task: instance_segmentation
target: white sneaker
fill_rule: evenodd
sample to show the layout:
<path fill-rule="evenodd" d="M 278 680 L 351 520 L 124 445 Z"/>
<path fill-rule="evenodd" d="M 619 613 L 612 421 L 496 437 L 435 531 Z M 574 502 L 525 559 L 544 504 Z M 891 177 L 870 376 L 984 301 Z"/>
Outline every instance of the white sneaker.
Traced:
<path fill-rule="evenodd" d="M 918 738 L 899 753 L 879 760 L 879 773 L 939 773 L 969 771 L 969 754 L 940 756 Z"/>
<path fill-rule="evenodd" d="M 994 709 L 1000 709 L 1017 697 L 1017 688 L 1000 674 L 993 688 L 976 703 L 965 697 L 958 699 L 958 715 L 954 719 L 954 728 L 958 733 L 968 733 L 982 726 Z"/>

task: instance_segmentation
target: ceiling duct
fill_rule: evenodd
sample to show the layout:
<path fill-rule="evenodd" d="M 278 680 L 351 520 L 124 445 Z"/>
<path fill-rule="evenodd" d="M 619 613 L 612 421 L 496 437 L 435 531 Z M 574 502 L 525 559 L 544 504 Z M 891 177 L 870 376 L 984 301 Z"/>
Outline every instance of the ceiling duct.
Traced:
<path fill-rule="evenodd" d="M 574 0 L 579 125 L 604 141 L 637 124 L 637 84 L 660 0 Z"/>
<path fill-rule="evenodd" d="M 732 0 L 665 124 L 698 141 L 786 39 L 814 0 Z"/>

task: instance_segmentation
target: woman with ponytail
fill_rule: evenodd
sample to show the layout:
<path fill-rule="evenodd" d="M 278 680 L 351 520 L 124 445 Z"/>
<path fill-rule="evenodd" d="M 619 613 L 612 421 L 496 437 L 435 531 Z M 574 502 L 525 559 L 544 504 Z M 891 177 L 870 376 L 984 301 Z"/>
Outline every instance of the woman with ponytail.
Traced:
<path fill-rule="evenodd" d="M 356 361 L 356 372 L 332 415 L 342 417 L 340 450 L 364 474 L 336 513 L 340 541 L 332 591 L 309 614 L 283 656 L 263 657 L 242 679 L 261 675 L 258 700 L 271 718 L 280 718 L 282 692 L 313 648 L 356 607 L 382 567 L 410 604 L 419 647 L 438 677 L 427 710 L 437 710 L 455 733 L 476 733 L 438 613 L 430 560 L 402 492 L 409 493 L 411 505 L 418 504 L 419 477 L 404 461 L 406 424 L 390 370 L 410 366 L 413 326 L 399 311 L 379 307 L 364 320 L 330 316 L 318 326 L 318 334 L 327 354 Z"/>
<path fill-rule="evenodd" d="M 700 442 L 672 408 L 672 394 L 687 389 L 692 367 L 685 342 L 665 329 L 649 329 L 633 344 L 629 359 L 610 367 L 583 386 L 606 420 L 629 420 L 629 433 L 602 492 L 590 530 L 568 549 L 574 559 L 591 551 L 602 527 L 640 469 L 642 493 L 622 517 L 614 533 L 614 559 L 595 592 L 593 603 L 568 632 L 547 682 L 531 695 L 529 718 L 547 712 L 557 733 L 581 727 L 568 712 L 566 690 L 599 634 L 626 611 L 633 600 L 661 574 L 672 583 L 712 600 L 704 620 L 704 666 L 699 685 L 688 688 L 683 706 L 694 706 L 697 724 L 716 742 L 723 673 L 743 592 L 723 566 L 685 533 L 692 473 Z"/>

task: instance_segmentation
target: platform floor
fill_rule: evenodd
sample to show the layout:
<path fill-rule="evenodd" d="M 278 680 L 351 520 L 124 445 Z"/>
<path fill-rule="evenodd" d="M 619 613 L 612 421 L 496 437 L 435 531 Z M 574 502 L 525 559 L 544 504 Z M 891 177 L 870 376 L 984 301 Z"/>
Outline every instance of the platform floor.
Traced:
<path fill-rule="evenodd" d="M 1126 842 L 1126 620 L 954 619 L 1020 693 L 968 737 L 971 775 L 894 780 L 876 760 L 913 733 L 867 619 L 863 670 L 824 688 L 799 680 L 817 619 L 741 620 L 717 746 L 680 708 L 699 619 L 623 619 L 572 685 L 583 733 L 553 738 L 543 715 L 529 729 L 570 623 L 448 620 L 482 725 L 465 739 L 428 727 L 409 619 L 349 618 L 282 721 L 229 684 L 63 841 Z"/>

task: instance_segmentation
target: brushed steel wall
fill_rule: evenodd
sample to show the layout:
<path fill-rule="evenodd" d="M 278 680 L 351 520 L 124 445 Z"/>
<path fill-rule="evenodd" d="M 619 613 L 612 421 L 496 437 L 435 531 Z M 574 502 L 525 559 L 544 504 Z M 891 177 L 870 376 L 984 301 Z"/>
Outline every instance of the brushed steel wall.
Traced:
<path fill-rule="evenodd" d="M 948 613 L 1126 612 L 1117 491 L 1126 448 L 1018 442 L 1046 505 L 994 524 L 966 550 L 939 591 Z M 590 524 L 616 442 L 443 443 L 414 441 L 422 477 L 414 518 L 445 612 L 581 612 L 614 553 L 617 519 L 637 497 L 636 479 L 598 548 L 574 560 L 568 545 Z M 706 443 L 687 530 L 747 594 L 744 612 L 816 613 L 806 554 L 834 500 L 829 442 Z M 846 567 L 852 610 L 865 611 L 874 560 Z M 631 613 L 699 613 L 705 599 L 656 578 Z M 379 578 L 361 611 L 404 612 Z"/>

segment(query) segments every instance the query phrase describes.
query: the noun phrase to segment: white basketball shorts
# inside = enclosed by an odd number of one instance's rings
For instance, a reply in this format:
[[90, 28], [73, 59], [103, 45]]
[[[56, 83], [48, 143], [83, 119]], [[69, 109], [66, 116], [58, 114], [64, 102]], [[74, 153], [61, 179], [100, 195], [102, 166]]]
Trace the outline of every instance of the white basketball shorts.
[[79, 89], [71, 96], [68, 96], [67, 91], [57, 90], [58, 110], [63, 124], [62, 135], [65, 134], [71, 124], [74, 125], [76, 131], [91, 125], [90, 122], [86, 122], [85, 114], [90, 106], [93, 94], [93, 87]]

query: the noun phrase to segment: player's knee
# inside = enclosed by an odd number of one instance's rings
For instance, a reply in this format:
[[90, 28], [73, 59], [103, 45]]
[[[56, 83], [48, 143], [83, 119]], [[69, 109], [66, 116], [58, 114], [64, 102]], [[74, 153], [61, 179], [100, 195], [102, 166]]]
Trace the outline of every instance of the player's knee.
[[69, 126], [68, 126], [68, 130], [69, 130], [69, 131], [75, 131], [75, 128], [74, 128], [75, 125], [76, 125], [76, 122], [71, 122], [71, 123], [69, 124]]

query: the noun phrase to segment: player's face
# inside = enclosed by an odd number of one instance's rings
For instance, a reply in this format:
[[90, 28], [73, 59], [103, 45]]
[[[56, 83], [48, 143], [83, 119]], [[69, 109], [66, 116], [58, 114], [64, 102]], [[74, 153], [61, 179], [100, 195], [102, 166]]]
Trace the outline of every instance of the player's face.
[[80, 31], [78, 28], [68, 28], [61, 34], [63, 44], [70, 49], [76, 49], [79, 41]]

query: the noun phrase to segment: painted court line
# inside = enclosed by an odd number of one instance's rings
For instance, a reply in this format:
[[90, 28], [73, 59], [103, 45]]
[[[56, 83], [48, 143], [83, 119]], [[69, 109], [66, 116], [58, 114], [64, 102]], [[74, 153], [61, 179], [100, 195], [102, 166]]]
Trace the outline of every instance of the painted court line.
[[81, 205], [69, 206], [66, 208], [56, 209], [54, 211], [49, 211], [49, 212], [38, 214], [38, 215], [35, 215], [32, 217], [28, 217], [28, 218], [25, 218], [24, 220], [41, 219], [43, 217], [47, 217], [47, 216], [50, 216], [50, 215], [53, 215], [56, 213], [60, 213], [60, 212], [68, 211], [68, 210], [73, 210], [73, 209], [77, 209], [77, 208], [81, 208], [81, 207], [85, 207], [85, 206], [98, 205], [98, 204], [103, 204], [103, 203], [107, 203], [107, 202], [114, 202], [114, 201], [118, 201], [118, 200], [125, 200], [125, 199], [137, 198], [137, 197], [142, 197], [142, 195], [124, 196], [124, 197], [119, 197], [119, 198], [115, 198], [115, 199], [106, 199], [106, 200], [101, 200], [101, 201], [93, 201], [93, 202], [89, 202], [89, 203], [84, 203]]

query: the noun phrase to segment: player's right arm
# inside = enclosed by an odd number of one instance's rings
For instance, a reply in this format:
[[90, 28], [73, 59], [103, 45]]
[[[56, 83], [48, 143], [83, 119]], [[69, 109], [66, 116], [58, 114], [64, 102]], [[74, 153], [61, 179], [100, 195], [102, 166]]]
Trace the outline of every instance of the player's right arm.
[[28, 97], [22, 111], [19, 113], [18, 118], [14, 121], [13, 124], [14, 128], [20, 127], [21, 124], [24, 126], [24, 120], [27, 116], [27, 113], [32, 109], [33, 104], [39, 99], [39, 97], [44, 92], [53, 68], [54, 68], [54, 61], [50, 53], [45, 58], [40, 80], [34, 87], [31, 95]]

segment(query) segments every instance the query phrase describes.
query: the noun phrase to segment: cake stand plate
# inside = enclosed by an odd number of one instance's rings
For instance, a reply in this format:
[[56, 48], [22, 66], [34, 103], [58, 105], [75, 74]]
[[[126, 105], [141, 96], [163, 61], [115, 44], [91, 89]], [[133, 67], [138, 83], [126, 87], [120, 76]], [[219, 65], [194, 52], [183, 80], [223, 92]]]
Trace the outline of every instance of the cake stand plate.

GOAL OF THE EXERCISE >> Copy out the material exactly, from its first line down through the line containing "918 738 L 899", with both of those lines included.

REPLY TO THE EXERCISE >>
task: instance_segmentation
target: white sneaker
fill_rule: evenodd
sample to show the layout:
<path fill-rule="evenodd" d="M 278 680 L 351 520 L 124 445 Z"/>
<path fill-rule="evenodd" d="M 619 613 L 612 421 L 496 437 L 435 531 Z M 574 502 L 525 559 L 544 504 Z M 891 177 L 870 376 L 984 301 Z"/>
Outline every instance of the white sneaker.
Traced:
<path fill-rule="evenodd" d="M 918 738 L 899 753 L 879 760 L 879 773 L 939 773 L 969 771 L 969 754 L 940 756 Z"/>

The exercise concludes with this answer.